start

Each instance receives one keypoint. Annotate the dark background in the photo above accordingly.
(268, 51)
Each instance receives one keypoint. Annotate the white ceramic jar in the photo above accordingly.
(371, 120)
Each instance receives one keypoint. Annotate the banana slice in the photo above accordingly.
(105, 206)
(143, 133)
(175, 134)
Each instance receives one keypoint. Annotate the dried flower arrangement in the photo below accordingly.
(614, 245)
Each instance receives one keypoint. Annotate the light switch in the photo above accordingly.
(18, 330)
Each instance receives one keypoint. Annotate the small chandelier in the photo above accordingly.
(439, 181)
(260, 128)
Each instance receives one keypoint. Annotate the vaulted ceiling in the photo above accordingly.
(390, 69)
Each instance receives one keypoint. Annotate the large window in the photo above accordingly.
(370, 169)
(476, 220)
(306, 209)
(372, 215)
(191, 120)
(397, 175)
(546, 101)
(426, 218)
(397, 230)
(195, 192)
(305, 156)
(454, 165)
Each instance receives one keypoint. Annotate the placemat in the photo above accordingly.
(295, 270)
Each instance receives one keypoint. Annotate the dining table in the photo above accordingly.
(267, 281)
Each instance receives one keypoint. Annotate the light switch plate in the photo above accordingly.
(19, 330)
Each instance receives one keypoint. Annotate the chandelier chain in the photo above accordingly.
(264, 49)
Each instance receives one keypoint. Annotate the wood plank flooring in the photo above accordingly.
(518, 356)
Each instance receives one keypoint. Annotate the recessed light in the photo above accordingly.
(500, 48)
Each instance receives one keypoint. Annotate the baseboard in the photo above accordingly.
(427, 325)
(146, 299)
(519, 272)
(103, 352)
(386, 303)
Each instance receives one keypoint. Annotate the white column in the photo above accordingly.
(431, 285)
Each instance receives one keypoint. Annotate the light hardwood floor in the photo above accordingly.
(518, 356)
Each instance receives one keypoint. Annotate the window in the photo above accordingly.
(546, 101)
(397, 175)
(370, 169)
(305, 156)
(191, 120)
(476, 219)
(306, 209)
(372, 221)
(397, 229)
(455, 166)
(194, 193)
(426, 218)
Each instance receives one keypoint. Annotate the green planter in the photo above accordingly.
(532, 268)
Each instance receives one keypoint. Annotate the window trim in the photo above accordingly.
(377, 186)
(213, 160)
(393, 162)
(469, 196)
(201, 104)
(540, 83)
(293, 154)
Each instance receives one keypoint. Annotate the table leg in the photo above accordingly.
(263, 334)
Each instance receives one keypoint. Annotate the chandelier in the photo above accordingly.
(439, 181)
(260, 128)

end

**Aim of the exercise:**
Copy all of the lines above word for word, from first to last.

**Written answer:**
Each instance receives one keypoint. Annotate the dark background in the photo above accordingly.
(268, 51)
Each instance receives one keypoint. Annotate the white ceramic jar in the photo above accordingly.
(371, 120)
Each instance receives one keypoint. Annotate the banana slice in the photo above accordingly.
(105, 206)
(143, 133)
(175, 134)
Each instance receives one keypoint. Annotate the dried flower arrangement in the photo below accordingly.
(614, 245)
Each instance receives one keypoint. Annotate the light switch in the photo above accordingly.
(18, 330)
Each instance receives one keypoint. Annotate the small chandelier in the photo above accordingly.
(439, 181)
(260, 128)
Each instance receives one keypoint. Annotate the vaulted ceiling in the photo above accordingly.
(390, 69)
Each instance receives one keypoint. Annotate the large window in the photo above accordingly.
(370, 169)
(476, 220)
(306, 209)
(372, 215)
(191, 120)
(397, 175)
(546, 101)
(426, 218)
(397, 230)
(195, 192)
(305, 156)
(454, 165)
Each instance receives one keypoint. Annotate the placemat in the photo above accordingly.
(295, 270)
Each instance receives one keypoint. Annotate the dining table in the photo above accordingly.
(267, 281)
Each instance receives one keypoint. Annotate the light switch plate in the photo above accordingly.
(19, 330)
Each instance receives one keypoint. Annotate the chandelier chain in the photo above accordingly.
(264, 49)
Each instance receives one keypoint. Annotate the wood plank flooring in the photo above accordingly.
(518, 356)
Each instance receives one keypoint. Annotate the recessed light in the photo above accordingly.
(500, 48)
Each instance receives one keypoint. Annotate the baseboard in the photo above accordingly.
(427, 325)
(146, 299)
(519, 272)
(103, 352)
(386, 303)
Each instance receives one keypoint. Annotate the white column in the photo above accordingly.
(431, 285)
Each instance receives one keypoint. Annotate the light hardwood floor in the photo above accordingly.
(518, 356)
Each instance receives one keypoint. Annotate the window in the photo above accordingly.
(546, 101)
(397, 175)
(370, 169)
(305, 156)
(191, 120)
(476, 219)
(306, 209)
(372, 221)
(397, 229)
(455, 166)
(194, 193)
(426, 218)
Each instance receives one keypoint. Annotate the green planter in the photo above accordingly.
(532, 268)
Each instance receives one keypoint. Annotate the window trim in the photo above accordingly.
(377, 186)
(213, 160)
(393, 162)
(469, 196)
(201, 104)
(540, 83)
(293, 154)
Each instance receives one keypoint. Annotate the table leg in the photo above accordingly.
(263, 334)
Each instance receives one keypoint. Annotate the chandelier in the photo above accordingly.
(439, 181)
(260, 128)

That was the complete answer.